• WHAT THE TASK REQUIRES
Pictures aside, quote the whole listing exactly.

• ENTRIES SUPPLIED
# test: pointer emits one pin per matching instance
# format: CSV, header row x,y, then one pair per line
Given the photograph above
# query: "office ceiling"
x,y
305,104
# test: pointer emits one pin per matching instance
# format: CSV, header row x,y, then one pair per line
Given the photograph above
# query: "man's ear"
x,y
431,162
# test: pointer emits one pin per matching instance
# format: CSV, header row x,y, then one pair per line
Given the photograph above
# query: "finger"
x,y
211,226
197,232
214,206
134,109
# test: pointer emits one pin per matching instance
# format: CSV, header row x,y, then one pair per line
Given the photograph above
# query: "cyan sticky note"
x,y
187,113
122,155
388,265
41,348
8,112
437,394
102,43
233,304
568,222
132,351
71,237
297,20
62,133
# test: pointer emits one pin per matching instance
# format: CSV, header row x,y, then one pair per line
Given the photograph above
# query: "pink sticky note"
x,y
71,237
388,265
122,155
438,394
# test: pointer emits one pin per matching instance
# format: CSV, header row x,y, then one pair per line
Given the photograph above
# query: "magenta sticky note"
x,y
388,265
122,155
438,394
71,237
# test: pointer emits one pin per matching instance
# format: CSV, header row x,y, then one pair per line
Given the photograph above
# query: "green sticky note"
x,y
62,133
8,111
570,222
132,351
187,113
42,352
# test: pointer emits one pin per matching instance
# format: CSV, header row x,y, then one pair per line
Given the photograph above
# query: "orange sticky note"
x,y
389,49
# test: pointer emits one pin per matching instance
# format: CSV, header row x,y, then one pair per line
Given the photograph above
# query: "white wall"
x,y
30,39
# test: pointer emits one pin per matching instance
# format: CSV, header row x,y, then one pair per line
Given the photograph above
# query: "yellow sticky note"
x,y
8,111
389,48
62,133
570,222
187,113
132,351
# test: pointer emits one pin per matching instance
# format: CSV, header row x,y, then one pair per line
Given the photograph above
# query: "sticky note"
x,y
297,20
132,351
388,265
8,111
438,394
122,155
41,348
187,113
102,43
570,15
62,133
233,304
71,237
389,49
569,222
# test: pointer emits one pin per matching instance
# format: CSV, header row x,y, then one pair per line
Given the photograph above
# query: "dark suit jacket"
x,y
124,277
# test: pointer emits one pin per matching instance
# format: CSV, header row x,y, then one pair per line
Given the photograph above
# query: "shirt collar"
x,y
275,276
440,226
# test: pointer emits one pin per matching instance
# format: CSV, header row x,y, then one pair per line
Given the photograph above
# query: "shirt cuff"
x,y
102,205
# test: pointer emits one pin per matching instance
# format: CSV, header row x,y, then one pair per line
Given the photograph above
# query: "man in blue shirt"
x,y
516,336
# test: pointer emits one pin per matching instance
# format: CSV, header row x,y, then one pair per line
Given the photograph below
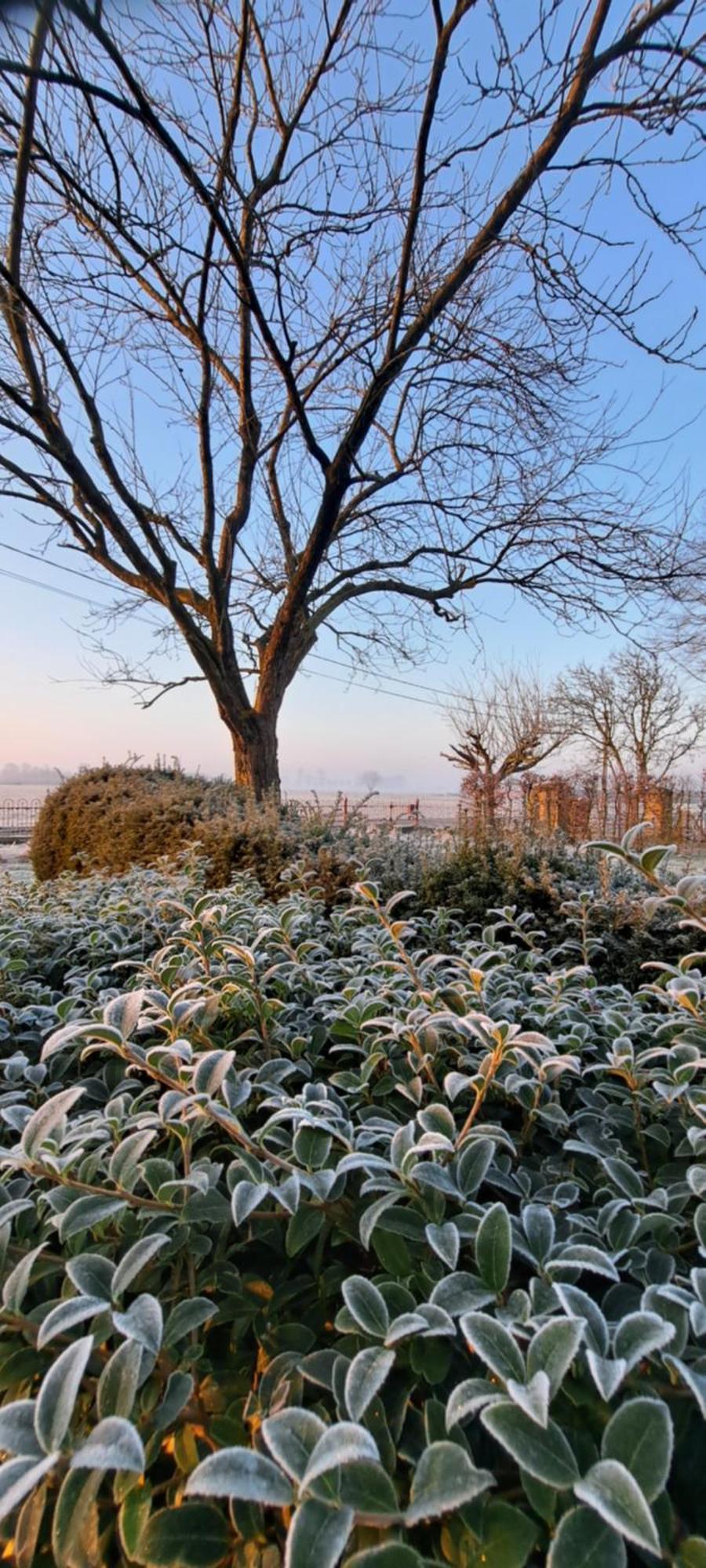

• SOLVED PROBLEM
# test: pointer emits one pin per matching instance
# format: CSV, header row x,y, then one pair per line
Given the photograph above
# query: "office ceiling"
x,y
305,104
# test: pointer emits one pin per matching instance
# format: CSV, header row x,y, then one pair per line
Given the photograph above
# query: "man's ear"
x,y
431,162
# test: pointer emits one pin per matching instance
# format: CSV, header row x,y, then one pair per line
Given the photograph above
# query: "finger"
x,y
211,226
197,232
214,206
134,109
# test: pointer emits one pin per matching instance
# format: CSV, header row x,y, then one pair per line
Given the photograph above
# query: "cyan sticky note"
x,y
187,113
122,155
388,265
41,348
8,112
437,394
102,43
233,304
568,222
132,351
71,237
297,20
62,133
# test: pointer emits one pin per matching instance
# format: CSV, header row x,y, then one pair per line
Given the photograph above
# query: "pink sticky note"
x,y
71,237
388,265
122,155
438,394
# test: pointer emits one pin per matching instance
# format: CSV, header row x,y, then one pair per line
Given the photograph above
# query: "magenta sticky note"
x,y
388,265
122,155
438,394
71,237
# test: pointer emits one pin per matching instance
# format: CSV, header row x,y, then one pair per line
Given the photograph above
# query: "green sticky note"
x,y
62,133
8,111
570,222
132,351
187,113
42,352
# test: pointer emits one pin per matching instance
# format: CSV, header row x,y, then one pair per line
Given the photograph above
# query: "orange sticky note"
x,y
389,49
# test: pointer emits one pin per matching instance
# format: CSV, header row x,y, then one pair per line
Given the photograph above
# query: "white wall"
x,y
30,39
# test: pointer emits one pin per matching instance
# format: CSV, header row x,y, then one pair per line
Given the photograph above
# query: "yellow sticky note"
x,y
8,111
389,48
62,133
570,222
187,113
132,351
# test: pointer emits one pin per matching instance
# format: CSV, header row x,y, then one pair per line
Given the photograph above
# query: "sticky note"
x,y
297,20
132,351
388,265
8,111
438,394
122,155
41,348
187,113
102,43
570,15
62,133
233,304
71,237
389,49
569,222
# test: pointer emits one pin per matching instance
# format: CSV, header row x,y, then one pair per line
Given the photograph above
# query: "dark suit jacket"
x,y
124,277
# test: pointer emits one pin per matching instance
# format: CSV, header row x,y, then one pair per line
Given the photograph above
# query: "shirt collar"
x,y
275,276
440,226
# test: pointer emits one pin per matching instance
# format: CSV, header row x,y, then one pair per line
Given the photograph above
# query: "shirt cuff"
x,y
102,205
# test: pointer emits one pin per matching instance
# format: CSV, header row x,y, then one pair per line
Given the photograph above
# query: "man in blue shirt"
x,y
516,336
# test: pointer emits one pin per matching instance
# format: CSV, header row x,y, then one pair per line
Given the photograph below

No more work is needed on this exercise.